§ SOURCE DOCUMENT:
⁂
Kim and Ken Heyrman

Kim and Ken Heyrman

It was a little past six p.m. on the evening of Tuesday, January 4th, 1994. Eleven-year-old Kim Heyrman and her eight-year-old brother Ken left their home in Antwerp, Belgium, and went to visit their friends David and Natacha Musik. David was not at home, though, having earlier traveled to the nearby town of Merksem to play football. Kim and Ken boarded a tram to the football pitch so they could watch the game; numerous witnesses saw the siblings on the tram and confirmed that they had gotten off at Schijnpoort. After they disembarked, the children’s whereabouts were unclear.

Over the following few days, there were some reported sightings of Kim and Ken; one person claimed to have seen them in a movie theater on Wednesday, January 5th; another witness asserted that the siblings had been in a café on Thursday, January 6th; and still another individual purportedly saw them on a bus bound for Putte on Friday, January 7th. None of these sightings could be confirmed, and indeed, in light of later events, it would seem that the witness accounts might have been erroneous.
⁂
§ RECORDS SUPPLIED:
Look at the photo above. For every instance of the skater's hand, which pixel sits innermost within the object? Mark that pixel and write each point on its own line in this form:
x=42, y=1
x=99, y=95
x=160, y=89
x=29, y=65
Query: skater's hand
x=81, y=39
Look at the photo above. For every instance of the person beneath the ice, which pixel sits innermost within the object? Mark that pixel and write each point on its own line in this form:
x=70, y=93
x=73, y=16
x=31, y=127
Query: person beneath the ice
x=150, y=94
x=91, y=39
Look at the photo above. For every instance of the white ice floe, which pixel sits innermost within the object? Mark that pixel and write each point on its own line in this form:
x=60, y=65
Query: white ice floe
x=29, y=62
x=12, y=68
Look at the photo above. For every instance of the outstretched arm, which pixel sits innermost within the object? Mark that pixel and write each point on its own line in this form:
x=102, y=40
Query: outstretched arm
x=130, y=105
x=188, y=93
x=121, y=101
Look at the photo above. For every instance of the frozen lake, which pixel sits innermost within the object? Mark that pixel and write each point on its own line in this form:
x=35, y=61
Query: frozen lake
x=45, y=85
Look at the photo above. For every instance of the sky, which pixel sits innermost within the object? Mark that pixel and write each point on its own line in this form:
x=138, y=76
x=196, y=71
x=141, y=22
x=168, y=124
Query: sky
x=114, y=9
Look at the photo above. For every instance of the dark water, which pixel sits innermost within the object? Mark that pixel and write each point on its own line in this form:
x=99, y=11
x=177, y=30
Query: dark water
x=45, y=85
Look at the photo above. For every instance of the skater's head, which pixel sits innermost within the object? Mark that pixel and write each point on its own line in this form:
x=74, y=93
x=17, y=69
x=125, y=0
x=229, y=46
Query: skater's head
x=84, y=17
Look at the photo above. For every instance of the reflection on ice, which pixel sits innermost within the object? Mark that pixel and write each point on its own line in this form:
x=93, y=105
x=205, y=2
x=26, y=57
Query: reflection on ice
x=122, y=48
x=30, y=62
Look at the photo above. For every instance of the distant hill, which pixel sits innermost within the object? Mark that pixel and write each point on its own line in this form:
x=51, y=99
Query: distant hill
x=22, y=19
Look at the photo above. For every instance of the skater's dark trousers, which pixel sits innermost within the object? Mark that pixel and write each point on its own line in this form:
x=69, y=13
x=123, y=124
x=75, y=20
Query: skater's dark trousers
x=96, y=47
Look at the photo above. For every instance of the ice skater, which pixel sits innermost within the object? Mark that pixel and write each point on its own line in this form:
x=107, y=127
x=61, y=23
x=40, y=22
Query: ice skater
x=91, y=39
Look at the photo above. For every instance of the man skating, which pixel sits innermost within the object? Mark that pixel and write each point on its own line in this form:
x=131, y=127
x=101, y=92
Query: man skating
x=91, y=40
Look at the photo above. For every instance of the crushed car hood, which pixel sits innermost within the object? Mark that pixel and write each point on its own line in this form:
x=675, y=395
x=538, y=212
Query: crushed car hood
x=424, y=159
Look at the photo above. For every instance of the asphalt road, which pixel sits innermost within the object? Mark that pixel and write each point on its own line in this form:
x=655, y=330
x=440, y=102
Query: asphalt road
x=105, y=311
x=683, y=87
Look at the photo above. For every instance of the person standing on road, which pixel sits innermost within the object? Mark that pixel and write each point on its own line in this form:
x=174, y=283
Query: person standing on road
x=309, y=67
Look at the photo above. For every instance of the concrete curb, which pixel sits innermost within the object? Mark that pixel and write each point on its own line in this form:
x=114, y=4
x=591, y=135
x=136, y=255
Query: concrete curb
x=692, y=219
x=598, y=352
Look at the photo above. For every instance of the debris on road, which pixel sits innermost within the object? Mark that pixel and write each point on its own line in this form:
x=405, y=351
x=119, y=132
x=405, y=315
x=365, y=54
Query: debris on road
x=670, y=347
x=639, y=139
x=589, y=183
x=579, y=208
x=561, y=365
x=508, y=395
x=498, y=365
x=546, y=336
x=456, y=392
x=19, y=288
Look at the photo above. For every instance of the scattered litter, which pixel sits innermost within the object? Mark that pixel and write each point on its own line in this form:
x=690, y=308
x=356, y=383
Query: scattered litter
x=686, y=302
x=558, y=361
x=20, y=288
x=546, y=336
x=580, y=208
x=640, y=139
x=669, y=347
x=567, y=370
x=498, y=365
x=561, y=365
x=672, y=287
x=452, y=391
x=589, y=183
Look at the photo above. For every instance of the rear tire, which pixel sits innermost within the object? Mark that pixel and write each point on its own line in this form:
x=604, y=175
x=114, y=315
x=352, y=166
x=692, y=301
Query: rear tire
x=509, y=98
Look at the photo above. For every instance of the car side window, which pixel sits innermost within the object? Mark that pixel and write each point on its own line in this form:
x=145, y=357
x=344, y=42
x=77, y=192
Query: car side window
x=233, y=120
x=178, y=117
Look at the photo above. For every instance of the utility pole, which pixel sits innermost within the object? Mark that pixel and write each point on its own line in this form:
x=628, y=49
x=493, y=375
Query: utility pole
⁂
§ YOUR GOAL: Copy out the full account of Kim and Ken Heyrman from the top of the page, word for word.

§ ANSWER SPACE:
Kim and Ken Heyrman

Kim and Ken Heyrman

It was a little past six p.m. on the evening of Tuesday, January 4th, 1994. Eleven-year-old Kim Heyrman and her eight-year-old brother Ken left their home in Antwerp, Belgium, and went to visit their friends David and Natacha Musik. David was not at home, though, having earlier traveled to the nearby town of Merksem to play football. Kim and Ken boarded a tram to the football pitch so they could watch the game; numerous witnesses saw the siblings on the tram and confirmed that they had gotten off at Schijnpoort. After they disembarked, the children’s whereabouts were unclear.

Over the following few days, there were some reported sightings of Kim and Ken; one person claimed to have seen them in a movie theater on Wednesday, January 5th; another witness asserted that the siblings had been in a café on Thursday, January 6th; and still another individual purportedly saw them on a bus bound for Putte on Friday, January 7th. None of these sightings could be confirmed, and indeed, in light of later events, it would seem that the witness accounts might have been erroneous.